**Goal of the exercise**
Can you turn the lines from the start of the records up to and including the line with "Mark the region of each instance of the man in" into a JSON list of strings, one string per line, with blank lines left out?

-------- Material shown --------

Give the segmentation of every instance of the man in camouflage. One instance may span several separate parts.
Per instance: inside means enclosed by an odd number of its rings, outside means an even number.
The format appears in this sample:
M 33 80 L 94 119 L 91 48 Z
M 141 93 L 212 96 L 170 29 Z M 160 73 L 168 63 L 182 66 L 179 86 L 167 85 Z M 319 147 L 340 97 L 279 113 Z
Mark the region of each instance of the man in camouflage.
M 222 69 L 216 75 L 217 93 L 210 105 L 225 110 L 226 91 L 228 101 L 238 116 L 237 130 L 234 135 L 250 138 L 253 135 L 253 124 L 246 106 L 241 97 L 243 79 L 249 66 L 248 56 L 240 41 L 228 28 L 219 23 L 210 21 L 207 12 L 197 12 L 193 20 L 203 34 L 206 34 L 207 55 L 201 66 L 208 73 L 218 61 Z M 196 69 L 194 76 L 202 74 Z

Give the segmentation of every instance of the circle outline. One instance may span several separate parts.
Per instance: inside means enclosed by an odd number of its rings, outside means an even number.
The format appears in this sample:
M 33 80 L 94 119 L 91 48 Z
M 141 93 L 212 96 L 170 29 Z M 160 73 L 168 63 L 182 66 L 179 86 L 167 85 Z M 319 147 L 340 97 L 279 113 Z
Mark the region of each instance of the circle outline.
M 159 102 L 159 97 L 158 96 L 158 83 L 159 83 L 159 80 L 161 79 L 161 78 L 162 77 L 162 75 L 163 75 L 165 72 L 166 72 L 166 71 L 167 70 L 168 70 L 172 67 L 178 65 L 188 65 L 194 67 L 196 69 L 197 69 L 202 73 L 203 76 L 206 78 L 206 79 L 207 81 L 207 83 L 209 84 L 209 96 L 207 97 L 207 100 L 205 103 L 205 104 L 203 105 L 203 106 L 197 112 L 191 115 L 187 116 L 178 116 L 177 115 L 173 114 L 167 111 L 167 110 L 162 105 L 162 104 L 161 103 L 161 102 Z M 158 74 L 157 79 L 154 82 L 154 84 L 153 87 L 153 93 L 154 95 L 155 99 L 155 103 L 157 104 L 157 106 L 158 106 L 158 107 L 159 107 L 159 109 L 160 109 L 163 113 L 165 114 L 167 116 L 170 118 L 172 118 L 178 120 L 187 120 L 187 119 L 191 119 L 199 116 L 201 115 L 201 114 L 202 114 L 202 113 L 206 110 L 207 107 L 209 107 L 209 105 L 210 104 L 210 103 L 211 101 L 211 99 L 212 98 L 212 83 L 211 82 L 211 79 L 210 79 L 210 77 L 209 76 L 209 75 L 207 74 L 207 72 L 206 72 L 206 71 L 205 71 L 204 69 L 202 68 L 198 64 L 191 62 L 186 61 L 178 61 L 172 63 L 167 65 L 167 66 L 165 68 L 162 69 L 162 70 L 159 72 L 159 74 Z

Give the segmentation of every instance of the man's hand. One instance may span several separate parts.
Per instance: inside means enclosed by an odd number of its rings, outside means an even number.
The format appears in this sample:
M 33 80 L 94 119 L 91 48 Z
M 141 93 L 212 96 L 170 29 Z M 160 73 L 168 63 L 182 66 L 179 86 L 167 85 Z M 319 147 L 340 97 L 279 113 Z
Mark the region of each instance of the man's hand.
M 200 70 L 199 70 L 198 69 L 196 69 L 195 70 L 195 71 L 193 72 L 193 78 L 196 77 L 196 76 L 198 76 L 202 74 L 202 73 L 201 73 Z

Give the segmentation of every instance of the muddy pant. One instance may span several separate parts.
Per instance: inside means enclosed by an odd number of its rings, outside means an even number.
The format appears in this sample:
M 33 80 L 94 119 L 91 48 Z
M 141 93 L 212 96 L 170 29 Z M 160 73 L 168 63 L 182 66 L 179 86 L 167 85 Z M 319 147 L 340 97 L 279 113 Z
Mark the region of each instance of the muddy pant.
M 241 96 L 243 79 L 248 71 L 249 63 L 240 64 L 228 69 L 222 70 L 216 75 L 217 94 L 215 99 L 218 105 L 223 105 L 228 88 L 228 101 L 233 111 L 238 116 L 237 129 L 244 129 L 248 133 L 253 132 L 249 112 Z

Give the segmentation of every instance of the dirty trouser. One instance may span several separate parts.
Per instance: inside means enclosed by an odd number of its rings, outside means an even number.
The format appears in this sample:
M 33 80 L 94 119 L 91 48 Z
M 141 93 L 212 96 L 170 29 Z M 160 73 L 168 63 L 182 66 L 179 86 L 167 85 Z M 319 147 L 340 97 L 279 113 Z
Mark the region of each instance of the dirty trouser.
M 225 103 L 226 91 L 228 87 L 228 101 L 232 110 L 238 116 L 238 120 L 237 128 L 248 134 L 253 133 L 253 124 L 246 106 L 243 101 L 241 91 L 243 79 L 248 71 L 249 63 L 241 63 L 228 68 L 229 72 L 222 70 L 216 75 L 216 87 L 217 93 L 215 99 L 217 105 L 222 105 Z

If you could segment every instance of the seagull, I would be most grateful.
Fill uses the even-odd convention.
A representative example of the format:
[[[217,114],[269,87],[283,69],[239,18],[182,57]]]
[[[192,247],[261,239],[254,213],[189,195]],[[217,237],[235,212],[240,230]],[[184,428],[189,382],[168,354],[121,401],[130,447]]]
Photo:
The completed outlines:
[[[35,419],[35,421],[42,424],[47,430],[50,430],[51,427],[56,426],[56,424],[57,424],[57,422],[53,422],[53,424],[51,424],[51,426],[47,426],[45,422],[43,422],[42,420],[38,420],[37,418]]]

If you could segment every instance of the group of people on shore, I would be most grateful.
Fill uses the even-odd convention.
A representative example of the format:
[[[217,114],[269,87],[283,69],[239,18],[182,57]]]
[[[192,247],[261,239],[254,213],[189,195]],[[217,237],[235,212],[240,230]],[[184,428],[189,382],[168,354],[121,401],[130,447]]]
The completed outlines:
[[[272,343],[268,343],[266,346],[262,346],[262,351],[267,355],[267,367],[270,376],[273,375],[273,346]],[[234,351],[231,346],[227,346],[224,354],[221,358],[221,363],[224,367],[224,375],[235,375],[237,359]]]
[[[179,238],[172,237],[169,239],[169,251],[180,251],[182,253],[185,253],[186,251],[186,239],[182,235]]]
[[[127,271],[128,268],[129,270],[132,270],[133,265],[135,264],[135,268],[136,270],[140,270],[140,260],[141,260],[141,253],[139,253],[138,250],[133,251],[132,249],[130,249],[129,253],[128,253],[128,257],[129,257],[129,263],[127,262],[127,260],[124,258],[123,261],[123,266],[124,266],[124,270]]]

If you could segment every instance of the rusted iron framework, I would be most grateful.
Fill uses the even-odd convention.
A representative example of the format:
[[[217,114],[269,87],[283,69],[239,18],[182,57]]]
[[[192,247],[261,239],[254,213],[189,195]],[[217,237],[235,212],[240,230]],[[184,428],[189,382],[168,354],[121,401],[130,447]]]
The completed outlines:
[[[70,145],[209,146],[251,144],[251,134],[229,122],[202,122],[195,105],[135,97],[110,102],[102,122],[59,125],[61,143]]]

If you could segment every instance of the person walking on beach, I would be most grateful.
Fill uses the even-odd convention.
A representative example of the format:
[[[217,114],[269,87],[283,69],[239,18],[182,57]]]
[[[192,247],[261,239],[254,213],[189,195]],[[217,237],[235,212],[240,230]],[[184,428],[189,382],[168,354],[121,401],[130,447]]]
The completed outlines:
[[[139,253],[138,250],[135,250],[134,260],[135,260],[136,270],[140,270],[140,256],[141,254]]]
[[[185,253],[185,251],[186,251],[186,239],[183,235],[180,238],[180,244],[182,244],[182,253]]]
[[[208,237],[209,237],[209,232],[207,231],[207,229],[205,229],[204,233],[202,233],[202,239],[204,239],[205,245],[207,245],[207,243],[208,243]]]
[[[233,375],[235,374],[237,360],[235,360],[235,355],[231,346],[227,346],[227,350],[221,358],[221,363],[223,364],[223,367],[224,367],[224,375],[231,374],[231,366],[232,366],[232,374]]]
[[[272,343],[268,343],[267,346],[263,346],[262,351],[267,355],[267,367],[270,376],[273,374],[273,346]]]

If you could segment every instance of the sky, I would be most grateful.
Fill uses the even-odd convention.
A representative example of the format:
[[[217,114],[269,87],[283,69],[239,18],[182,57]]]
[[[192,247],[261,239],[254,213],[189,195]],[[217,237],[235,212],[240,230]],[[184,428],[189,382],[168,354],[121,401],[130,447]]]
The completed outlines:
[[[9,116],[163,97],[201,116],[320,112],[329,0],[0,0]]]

--------

**Problem solution**
[
  "Give the segmentation of every instance of the man in camouflage. One instance may span several separate parts.",
  "Per instance: inside means enclosed by an odd number of its rings, outside means an even number.",
  "The format appears in this sample:",
  "M 33 80 L 94 119 L 91 48 Z",
  "M 141 93 L 212 96 L 170 29 Z M 160 73 L 168 63 L 182 66 L 179 86 L 167 85 Z M 319 147 L 340 97 L 279 113 Z",
  "Mark the region of each instance of the man in camouflage."
]